## Start Passage
The plurality of processors 110a . . . 110n may comprise Complex Instruction Set Computer (CISC) or Reduced Instruction Set Computer (RISC) processors or any other suitable processor. The operating system 112 may comprise an operating system that is capable of supporting RSS. In certain embodiments, the operating system 112 may comprise the MICROSOFT WINDOWS* operating System, the LNIX* operating system, or other operating system. The device driver 114 may be a device driver for the network interface 106. For example, in certain embodiments if the network interface hardware 106 is a network adapter then the device driver 114 may be a device driver for the network adapter 106.

The network interface 106 receives the plurality of packets 108a . . . 108m and places them in the receive queue 116. In certain embodiments, the receive queue 116 may be implemented in hardware and may be implemented either within or outside the network interface 106. The receive queue 116 may be mapped to the memory (not shown) of the computational platform 102, i.e., the receive queue 116 may be a memory mapped receive queue. The plurality of packets 108a . . . 108m are placed in the receive queue 116 in the order in which the plurality of packets arrive at the network interface 106. In certain embodiments, plurality of processors 110a . . . 110n process packets placed in the receive queue 116.

Although, FIG. 1 shows one receive queue 116, in alternative embodiments there may be more than one receive queue 1 16. The plurality of processors 110a . . . 110n may be divided into groups, where different groups may process packets in different receive queues.

The interrupt handler 114a is an execution thread or process that receives interrupts from the network interface 106 and schedules the one or more dispatch handlers 118a . . . 118n, where a scheduled dispatch handler processes packets for one of the plurality of processors 110a . . . 110n. For example, dispatch handler 118a may process packets for processor 110a, dispatch handler 118b may process packets for processor 110b, and dispatch handler 118n may process packets for processor 110n. In certain embodiments, the plurality of dispatch handlers 118a . . . 118n may be tasks that are capable of executing concurrently. In certain embodiments, a plurality of dispatch handlers can run concurrently and process packets from the same receive queue.

In FIG. 1, the plurality of packets 108a . . . 108m are placed in the receive queue 116 by the network interface 106. The plurality of processors 110a . . . 110n process the plurality of packets 108a . . . 108m concurrently.

FIG. 2 is a block diagram that illustrates the concurrent consumption of packets by dispatch handlers 118a . . . 118n in the computing environment 100, in accordance with certain embodiments.

The plurality of processors 110a . . . 110n are mapped (at block 200) to the plurality of dispatch handlers 118a . . . 118n. In certain embodiments, for each processor there is a corresponding dispatch handler that executes on the processor.
## End Passage
## Start Input records
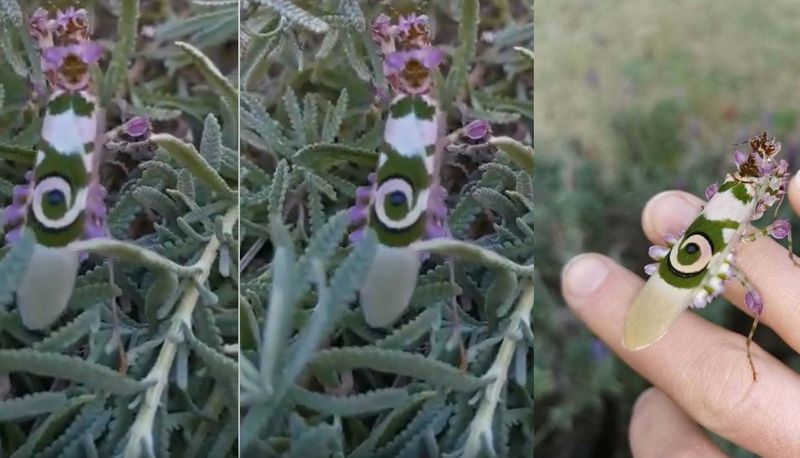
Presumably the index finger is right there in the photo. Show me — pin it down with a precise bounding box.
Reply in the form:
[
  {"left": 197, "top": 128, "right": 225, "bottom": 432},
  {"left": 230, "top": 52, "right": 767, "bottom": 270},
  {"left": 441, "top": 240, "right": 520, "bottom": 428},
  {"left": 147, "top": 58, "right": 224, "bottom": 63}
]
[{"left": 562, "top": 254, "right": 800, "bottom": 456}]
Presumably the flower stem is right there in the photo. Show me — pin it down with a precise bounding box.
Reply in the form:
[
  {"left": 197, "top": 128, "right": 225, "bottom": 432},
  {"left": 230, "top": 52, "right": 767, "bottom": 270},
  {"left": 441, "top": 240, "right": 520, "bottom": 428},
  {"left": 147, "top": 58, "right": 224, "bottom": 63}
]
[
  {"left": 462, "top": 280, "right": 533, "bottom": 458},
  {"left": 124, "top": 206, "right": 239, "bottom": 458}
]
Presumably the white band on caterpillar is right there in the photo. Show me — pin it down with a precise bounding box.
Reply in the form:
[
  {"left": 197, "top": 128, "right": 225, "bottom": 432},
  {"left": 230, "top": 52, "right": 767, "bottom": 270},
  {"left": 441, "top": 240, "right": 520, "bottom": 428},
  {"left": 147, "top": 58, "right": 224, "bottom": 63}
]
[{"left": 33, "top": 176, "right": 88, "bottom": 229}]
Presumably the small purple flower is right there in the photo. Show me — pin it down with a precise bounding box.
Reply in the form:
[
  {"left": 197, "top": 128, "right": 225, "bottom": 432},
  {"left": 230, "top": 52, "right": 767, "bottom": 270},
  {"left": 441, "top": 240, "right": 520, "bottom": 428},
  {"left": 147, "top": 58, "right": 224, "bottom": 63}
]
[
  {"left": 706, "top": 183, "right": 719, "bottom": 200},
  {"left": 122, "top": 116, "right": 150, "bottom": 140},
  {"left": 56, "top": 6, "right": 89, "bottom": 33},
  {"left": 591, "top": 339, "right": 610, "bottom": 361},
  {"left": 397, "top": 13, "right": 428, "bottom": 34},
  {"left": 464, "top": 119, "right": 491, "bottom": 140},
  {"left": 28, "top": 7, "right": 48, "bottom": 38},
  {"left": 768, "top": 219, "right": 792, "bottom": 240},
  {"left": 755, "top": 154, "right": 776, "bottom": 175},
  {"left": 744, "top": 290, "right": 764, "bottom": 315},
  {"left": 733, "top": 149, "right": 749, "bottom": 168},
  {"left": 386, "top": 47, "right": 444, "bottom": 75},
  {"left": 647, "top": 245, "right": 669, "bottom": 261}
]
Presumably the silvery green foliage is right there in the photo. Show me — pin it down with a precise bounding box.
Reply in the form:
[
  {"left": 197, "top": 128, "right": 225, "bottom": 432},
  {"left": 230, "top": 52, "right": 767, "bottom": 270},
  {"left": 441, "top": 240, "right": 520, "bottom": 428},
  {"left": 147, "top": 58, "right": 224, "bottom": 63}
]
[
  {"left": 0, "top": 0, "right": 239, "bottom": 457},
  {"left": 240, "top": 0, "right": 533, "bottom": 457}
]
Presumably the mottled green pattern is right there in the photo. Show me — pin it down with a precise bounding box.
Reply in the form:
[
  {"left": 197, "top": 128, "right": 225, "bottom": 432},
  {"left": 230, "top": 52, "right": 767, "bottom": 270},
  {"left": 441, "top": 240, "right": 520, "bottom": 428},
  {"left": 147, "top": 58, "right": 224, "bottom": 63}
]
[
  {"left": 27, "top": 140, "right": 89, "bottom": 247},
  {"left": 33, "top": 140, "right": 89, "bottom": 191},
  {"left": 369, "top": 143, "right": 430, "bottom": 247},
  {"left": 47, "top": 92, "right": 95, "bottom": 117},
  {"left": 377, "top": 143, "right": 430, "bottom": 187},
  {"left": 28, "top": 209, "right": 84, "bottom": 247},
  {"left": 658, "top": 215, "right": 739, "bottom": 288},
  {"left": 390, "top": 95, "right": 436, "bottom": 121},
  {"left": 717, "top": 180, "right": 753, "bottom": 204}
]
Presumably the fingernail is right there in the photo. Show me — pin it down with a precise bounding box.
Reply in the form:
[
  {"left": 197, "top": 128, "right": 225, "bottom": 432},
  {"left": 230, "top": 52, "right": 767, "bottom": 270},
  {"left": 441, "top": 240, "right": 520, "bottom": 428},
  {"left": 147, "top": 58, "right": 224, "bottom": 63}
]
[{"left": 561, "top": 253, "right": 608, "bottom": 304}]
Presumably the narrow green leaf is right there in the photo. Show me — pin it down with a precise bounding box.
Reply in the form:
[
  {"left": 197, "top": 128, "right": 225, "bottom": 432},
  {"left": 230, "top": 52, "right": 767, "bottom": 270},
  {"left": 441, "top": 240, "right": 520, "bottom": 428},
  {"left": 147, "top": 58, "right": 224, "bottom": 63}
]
## End Input records
▶ [Work to do]:
A – According to the passage, in what order are the packets placed in the receive queue 116?
B – Return every line of the listing that contains the string "green". Case counts.

▶ [Answers to each task]:
A – They are placed in the order in which they arrive at the network interface 106.

B –
Presumably the silvery green foliage is right there in the photo. Show me — pin it down with a precise bounding box.
Presumably the mottled green pattern is right there in the photo. Show me — pin it down with a precise bounding box.
Presumably the narrow green leaf is right there in the photo. Show me — pin it down with a precise bounding box.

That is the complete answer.